• [Aim]: Edit the records below so that every "marker" becomes "point", and leave everything else as it is.

• [Data for the task]:
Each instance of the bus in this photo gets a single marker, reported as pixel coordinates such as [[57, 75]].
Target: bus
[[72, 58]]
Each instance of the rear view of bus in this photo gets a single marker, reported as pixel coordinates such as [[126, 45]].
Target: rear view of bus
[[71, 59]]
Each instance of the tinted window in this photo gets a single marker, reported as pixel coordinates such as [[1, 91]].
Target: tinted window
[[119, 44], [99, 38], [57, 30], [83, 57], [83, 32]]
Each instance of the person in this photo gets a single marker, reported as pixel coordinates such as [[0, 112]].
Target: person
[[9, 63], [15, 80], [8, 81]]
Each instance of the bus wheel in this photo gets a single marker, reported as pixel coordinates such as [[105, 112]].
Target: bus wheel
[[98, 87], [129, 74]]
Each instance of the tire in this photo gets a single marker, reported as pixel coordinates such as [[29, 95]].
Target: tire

• [Worked answer]:
Each instance of the bus in this photo gets a single point, reported as pixel coordinates such as [[57, 75]].
Target: bus
[[72, 58]]
Each instance of the rear view of bus in this photo gets a single point, reported as pixel coordinates such as [[126, 45]].
Target: rear view of bus
[[71, 59]]
Each instance of the tinted window in this photo gets a single point, reported as pixel coordinates such as [[1, 91]].
Target: tinted window
[[119, 44], [99, 38], [57, 30], [83, 57], [83, 32]]
Each instance of the person in this photo gets a single point, reported as pixel coordinates such as [[0, 112]].
Target: person
[[9, 63], [15, 80], [8, 81]]
Each instance of the bus wheel in this photo gets a single point, reported as pixel coordinates such as [[105, 112]].
Target: bus wheel
[[98, 87], [129, 74]]
Each instance of the tire in this photo gets a single point, reported as pixel coordinates such as [[29, 95]].
Target: tire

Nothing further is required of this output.